• _Description of the task_
Please give back only the lines below from the one containing "116L473 123L475 145L484" to the one containing "negative clicks: (312, 149)", each repeated word for word, both ends included.

• _Supplied material_

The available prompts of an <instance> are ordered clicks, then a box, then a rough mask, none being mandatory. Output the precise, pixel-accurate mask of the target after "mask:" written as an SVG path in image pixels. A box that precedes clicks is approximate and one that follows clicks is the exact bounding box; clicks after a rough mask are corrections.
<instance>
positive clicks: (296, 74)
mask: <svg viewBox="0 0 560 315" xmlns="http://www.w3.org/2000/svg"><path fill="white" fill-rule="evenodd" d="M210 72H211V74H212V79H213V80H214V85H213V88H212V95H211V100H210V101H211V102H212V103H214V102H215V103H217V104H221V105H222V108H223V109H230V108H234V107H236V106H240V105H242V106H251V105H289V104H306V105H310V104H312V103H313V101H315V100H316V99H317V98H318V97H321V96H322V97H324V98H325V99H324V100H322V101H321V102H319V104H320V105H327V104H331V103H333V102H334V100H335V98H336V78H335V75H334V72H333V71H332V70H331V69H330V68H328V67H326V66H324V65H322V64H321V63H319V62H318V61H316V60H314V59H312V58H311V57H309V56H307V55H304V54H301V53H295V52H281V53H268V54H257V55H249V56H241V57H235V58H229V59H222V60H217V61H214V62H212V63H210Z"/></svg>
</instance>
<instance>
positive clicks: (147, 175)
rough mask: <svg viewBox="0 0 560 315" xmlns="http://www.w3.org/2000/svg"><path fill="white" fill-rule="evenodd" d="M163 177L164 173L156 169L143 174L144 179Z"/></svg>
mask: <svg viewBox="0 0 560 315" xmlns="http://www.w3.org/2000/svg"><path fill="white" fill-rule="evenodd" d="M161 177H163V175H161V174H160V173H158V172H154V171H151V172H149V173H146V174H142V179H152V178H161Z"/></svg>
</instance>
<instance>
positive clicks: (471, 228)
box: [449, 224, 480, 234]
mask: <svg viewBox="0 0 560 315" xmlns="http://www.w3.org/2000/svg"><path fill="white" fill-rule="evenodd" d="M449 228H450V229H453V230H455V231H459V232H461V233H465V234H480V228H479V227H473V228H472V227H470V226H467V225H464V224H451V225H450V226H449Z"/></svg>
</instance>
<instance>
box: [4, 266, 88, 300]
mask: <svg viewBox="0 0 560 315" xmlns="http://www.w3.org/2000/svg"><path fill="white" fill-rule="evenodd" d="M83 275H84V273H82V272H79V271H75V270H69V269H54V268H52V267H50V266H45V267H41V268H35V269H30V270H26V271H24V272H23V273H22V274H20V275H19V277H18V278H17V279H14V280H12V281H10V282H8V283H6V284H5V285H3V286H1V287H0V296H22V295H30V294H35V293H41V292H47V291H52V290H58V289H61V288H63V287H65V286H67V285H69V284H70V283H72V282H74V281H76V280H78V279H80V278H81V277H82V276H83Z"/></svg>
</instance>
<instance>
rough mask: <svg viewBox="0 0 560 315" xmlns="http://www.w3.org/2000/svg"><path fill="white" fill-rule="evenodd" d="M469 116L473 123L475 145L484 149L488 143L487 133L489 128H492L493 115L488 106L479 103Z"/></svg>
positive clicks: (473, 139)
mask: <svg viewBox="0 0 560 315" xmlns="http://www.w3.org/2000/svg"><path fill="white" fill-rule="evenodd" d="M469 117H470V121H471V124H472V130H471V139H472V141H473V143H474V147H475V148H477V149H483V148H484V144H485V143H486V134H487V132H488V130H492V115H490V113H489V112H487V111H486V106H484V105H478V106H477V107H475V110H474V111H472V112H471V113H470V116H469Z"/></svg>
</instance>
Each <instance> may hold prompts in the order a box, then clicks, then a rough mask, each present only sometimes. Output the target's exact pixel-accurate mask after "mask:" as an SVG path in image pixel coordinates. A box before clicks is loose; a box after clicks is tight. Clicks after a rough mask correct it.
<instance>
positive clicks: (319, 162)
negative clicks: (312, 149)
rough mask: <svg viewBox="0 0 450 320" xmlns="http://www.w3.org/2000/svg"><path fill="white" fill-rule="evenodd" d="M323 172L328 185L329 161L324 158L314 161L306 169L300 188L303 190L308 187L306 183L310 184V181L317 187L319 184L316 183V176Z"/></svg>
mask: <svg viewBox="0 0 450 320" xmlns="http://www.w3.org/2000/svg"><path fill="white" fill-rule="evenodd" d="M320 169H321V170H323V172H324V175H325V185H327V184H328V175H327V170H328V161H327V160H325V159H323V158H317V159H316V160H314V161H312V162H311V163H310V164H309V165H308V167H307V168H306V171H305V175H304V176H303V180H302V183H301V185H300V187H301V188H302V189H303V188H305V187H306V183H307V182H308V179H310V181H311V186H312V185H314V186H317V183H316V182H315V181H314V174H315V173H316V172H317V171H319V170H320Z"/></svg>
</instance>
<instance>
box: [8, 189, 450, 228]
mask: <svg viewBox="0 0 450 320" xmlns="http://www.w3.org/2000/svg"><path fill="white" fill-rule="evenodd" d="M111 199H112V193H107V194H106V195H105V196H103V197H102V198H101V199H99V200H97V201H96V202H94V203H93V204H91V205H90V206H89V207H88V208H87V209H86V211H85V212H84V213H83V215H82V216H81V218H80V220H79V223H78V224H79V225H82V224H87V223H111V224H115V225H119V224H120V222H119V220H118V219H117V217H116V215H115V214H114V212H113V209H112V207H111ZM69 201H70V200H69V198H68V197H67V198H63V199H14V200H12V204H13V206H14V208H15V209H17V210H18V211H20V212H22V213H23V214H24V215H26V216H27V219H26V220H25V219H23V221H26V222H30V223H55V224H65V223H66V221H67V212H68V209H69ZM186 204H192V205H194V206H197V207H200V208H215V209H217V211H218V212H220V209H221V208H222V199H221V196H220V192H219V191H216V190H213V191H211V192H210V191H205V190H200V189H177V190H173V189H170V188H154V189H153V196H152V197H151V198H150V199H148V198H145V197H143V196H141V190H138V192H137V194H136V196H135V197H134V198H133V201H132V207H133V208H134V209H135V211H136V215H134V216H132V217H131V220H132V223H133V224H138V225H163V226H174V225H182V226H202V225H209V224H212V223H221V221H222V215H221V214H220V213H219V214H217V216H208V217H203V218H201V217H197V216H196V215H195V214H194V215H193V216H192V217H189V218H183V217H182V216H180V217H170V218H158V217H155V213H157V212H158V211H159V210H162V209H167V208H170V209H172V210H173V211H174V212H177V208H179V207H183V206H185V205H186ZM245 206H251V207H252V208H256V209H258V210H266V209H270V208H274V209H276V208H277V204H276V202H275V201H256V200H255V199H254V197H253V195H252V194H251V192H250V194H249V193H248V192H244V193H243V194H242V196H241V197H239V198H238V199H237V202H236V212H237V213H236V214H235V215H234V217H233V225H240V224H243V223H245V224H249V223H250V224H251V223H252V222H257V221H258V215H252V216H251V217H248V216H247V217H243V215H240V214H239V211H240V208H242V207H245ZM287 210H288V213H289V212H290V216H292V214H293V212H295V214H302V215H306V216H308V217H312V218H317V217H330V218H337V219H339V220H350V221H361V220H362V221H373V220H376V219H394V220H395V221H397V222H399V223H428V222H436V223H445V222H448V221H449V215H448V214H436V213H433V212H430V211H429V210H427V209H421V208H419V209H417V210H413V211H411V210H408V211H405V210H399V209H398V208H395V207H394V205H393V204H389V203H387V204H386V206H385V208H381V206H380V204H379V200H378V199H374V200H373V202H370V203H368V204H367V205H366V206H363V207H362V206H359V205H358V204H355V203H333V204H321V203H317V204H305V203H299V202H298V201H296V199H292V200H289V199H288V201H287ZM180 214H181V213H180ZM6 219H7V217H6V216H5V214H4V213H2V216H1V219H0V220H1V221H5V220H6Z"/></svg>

• _Output for this task_
rough mask: <svg viewBox="0 0 560 315" xmlns="http://www.w3.org/2000/svg"><path fill="white" fill-rule="evenodd" d="M469 116L473 123L475 145L484 149L488 143L487 133L489 128H492L493 115L488 106L479 103Z"/></svg>
positive clicks: (473, 139)
mask: <svg viewBox="0 0 560 315" xmlns="http://www.w3.org/2000/svg"><path fill="white" fill-rule="evenodd" d="M469 117H470V121H471V124H472V130H471V139H472V141H473V143H474V147H475V148H477V149H483V148H484V144H485V143H486V134H487V132H488V130H492V115H490V113H489V112H487V111H486V106H484V105H478V106H477V107H475V110H474V111H472V112H471V113H470V116H469Z"/></svg>
</instance>
Each <instance> may hold prompts in the order a box, then clicks, then a rough mask, each present only sometimes. Output the target's exact pixel-accurate mask after "mask:" as an SVG path in image pixel coordinates. A box before clicks is loose; a box after clicks is tight. Clicks after a rough mask correct it.
<instance>
positive clicks: (319, 162)
negative clicks: (312, 149)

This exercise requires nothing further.